(Records excerpted from a collection)
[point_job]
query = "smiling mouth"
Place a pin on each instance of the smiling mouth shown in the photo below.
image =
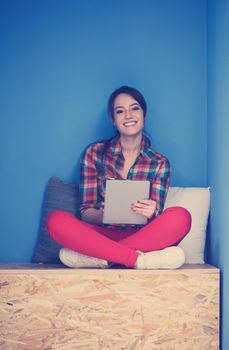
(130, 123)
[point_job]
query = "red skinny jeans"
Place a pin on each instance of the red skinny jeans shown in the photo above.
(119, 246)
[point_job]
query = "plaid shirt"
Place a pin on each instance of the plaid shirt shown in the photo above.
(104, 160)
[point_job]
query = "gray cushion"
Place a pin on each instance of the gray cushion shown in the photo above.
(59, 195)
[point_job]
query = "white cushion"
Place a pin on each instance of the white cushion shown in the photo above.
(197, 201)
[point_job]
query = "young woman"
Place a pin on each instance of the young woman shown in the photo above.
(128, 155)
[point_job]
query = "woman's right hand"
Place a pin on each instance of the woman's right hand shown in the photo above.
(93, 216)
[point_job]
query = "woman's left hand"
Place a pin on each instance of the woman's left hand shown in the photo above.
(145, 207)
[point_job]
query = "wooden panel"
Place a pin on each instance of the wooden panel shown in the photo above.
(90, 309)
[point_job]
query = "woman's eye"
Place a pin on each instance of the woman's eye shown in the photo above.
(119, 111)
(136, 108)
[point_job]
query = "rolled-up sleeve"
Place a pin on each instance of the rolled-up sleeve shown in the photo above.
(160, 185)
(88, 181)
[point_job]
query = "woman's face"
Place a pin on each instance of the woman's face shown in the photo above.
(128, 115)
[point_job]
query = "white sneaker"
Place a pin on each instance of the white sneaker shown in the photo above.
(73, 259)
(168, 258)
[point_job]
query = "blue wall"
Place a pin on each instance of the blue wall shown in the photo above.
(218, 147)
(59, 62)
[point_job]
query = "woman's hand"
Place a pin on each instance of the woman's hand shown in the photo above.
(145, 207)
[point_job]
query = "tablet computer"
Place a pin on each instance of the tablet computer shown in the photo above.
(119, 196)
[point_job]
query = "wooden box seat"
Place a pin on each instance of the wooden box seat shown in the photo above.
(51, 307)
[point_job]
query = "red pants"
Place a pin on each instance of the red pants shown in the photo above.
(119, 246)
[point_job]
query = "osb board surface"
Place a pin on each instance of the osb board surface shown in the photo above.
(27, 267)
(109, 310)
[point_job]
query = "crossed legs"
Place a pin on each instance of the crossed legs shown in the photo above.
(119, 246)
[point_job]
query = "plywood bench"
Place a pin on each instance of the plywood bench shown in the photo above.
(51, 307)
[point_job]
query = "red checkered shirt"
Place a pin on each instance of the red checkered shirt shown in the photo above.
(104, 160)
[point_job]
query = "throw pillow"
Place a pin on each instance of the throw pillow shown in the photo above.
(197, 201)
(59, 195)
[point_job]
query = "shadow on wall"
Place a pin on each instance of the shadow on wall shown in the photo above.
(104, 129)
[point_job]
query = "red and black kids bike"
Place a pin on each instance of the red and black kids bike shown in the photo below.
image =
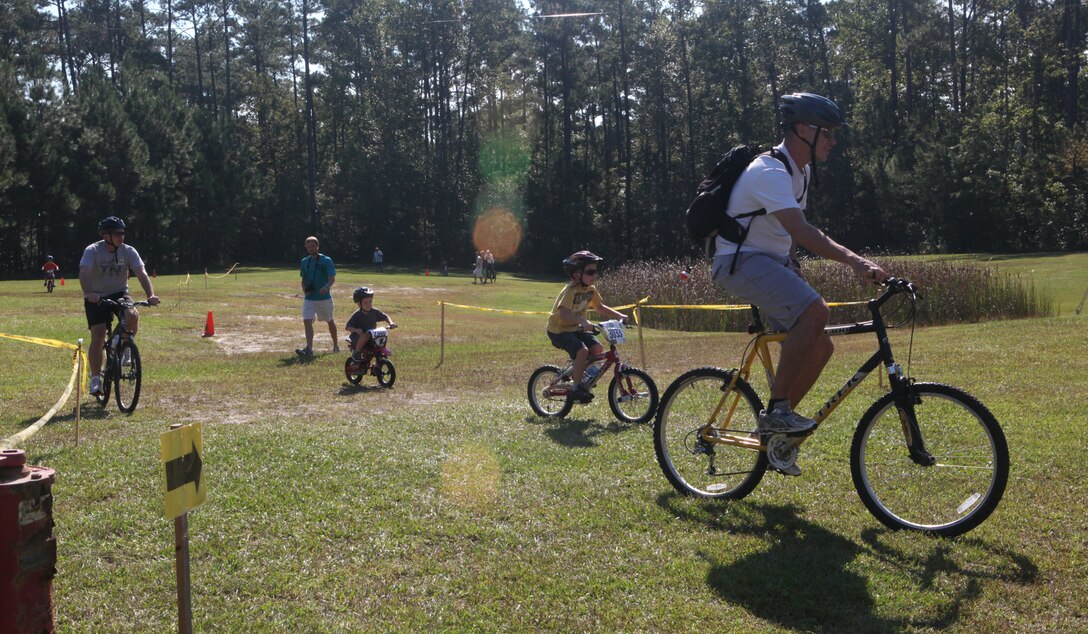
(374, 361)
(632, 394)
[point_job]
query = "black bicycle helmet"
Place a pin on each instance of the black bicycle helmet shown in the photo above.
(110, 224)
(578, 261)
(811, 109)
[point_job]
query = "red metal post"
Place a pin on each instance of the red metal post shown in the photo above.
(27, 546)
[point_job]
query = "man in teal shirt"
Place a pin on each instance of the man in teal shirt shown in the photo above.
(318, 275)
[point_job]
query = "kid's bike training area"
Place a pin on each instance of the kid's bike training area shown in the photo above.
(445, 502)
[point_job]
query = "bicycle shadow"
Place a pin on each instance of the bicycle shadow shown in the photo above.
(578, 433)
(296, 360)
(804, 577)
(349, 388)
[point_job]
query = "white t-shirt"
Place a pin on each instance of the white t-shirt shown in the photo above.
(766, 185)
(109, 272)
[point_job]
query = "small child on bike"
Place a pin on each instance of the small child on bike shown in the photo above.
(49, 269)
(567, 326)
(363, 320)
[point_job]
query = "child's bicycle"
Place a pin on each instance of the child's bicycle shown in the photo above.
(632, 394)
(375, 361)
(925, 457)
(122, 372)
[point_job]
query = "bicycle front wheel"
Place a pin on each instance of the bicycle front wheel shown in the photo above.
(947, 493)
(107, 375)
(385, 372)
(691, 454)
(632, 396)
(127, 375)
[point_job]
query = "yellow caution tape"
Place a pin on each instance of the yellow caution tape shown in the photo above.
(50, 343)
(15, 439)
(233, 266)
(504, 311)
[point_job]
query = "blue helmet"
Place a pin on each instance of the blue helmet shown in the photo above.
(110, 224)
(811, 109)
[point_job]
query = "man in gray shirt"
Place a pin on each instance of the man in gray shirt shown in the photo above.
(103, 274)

--

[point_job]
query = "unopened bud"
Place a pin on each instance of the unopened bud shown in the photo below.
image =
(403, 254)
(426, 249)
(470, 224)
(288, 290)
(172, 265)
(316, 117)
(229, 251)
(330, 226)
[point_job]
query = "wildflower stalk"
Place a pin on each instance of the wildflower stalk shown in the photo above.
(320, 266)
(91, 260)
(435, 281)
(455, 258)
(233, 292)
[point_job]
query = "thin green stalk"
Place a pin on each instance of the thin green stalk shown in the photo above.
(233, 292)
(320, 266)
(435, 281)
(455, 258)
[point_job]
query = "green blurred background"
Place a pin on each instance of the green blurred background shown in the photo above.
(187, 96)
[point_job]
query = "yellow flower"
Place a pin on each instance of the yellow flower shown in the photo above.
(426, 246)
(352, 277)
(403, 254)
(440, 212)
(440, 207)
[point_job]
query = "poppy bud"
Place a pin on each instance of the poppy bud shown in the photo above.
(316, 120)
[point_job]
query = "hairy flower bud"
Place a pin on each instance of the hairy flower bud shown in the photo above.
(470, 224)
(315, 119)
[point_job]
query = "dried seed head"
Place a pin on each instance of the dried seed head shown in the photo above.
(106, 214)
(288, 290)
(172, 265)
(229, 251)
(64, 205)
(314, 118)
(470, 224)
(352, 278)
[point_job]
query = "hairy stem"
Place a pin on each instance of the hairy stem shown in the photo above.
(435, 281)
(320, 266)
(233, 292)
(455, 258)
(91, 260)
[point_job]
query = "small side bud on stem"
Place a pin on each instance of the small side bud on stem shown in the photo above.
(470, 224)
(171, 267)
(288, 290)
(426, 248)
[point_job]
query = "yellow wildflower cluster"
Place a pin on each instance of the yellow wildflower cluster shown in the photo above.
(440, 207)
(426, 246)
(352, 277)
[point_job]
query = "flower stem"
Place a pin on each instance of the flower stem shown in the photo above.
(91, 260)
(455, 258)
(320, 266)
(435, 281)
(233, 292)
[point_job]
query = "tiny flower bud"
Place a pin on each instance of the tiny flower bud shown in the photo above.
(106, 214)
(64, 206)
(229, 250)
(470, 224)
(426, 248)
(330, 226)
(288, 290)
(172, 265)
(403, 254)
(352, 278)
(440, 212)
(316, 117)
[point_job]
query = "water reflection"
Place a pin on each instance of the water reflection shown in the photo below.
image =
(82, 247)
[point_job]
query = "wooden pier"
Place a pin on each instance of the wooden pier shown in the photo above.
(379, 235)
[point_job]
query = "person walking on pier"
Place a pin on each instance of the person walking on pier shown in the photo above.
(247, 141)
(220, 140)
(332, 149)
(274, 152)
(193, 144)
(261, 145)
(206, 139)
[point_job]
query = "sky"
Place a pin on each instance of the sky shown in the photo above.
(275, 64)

:: TASK DESCRIPTION ::
Return every line of the entries above that the string "mouth" appears in.

:: ANSWER SPACE ::
query = "smiling mouth"
Place a pin on each instance of the smiling mouth shown in the photo below.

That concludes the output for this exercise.